--- DOCUMENT SECTION ---

My missing piece

I miss my little girl. She’s away at camp and I am not with her and I feel as though I am missing an appendage.

When I told my mother I was pregnant, she said, “Now you will know what it is like to walk around with your heart outside of your body.” The minute I gave birth to Zoe, I learned what she meant.

In an attempt to make myself feel better about her absence, I plan things for us to do when we are together again. I purchased a journal that gives writing prompts for both of us to share our thoughts with each other. I learned from a friend how to access all of the Doctor Who episodes on Netflix so we can start watching together. I had started watching and was about five episodes into season four when Amazon Prime dropped all the BBC shows and I came to a screeching halt. Now that we have Netflix I can watch there, but I couldn’t find them and then I remembered Zoe wants to watch Doctor Who, too, and so I should just start over with her. I thought about what else we can do when we go to Chicago to visit the American Girl store.

I think about her often, wondering what she’s doing at this exact moment. Is she on a hike? In a canoe? In the pool? Did she put on sunscreen? Is she being friendly to girls not in her little cluster, girls who are there without known friends? Are they really calling her Donut?

--- EXERCISE INPUTS ---

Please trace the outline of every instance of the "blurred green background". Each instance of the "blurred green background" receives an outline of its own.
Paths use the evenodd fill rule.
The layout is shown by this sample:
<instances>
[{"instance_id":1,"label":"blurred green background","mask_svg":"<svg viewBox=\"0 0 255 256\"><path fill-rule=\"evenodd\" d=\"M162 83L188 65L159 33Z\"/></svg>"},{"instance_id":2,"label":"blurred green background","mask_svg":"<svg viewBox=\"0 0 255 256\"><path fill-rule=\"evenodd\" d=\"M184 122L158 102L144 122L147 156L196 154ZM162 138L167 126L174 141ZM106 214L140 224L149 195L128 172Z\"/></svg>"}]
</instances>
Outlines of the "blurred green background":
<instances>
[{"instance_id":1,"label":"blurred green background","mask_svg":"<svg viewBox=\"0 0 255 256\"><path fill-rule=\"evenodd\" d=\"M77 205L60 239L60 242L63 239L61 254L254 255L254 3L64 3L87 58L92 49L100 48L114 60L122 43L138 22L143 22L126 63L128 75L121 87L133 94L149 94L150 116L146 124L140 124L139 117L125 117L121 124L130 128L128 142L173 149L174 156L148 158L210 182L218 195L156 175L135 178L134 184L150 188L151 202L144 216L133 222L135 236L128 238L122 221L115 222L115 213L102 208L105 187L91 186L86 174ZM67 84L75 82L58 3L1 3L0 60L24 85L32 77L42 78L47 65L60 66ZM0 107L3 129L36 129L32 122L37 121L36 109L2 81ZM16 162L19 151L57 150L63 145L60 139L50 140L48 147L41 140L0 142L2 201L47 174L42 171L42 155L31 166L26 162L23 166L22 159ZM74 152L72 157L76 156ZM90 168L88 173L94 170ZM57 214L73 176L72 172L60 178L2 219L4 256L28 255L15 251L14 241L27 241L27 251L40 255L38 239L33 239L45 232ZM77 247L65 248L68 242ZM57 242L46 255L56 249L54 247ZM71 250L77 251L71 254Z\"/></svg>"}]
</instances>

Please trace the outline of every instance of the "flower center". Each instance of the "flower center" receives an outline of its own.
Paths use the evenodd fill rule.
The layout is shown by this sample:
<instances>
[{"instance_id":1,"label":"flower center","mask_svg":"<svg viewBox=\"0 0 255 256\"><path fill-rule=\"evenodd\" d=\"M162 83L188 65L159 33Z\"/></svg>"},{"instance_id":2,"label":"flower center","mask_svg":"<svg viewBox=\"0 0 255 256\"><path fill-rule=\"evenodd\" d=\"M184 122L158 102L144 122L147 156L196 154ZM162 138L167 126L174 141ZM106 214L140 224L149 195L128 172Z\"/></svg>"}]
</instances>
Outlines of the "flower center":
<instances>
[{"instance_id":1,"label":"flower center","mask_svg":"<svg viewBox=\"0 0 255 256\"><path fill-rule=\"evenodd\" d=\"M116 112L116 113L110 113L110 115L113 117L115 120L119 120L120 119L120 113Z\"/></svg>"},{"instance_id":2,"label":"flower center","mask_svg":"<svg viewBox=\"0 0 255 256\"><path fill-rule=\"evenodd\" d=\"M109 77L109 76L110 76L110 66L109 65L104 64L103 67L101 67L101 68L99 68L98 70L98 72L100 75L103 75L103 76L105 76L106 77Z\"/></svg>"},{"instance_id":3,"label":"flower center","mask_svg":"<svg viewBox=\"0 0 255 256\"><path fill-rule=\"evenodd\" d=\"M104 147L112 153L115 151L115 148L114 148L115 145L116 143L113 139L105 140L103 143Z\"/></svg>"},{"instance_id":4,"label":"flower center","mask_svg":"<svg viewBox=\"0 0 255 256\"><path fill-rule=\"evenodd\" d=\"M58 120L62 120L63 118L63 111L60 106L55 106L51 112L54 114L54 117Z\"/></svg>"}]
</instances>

---

INSTRUCTION A: Return the passage of the essay about missing a daughter at camp from "When I told" to "what she meant.", copied word for word.
INSTRUCTION B: Give back every line in the records that contains the string "center".

EXERCISE OUTPUT A:
When I told my mother I was pregnant, she said, “Now you will know what it is like to walk around with your heart outside of your body.” The minute I gave birth to Zoe, I learned what she meant.

EXERCISE OUTPUT B:
Please trace the outline of every instance of the "flower center". Each instance of the "flower center" receives an outline of its own.
[{"instance_id":1,"label":"flower center","mask_svg":"<svg viewBox=\"0 0 255 256\"><path fill-rule=\"evenodd\" d=\"M162 83L188 65L159 33Z\"/></svg>"},{"instance_id":2,"label":"flower center","mask_svg":"<svg viewBox=\"0 0 255 256\"><path fill-rule=\"evenodd\" d=\"M184 122L158 102L144 122L147 156L196 154ZM162 138L167 126L174 141ZM106 214L140 224L149 195L128 172Z\"/></svg>"}]
Outlines of the "flower center":
[{"instance_id":1,"label":"flower center","mask_svg":"<svg viewBox=\"0 0 255 256\"><path fill-rule=\"evenodd\" d=\"M116 112L116 113L110 113L110 115L113 117L115 120L119 120L120 119L120 113Z\"/></svg>"},{"instance_id":2,"label":"flower center","mask_svg":"<svg viewBox=\"0 0 255 256\"><path fill-rule=\"evenodd\" d=\"M109 77L109 76L110 76L110 66L109 65L104 64L103 67L101 67L101 68L99 68L98 70L98 72L100 75L103 75L103 76L105 76L106 77Z\"/></svg>"},{"instance_id":3,"label":"flower center","mask_svg":"<svg viewBox=\"0 0 255 256\"><path fill-rule=\"evenodd\" d=\"M104 147L112 153L115 151L115 148L114 148L115 145L116 143L113 139L105 140L103 143Z\"/></svg>"},{"instance_id":4,"label":"flower center","mask_svg":"<svg viewBox=\"0 0 255 256\"><path fill-rule=\"evenodd\" d=\"M58 120L62 120L63 118L63 111L60 106L55 106L51 112L54 114L54 117Z\"/></svg>"}]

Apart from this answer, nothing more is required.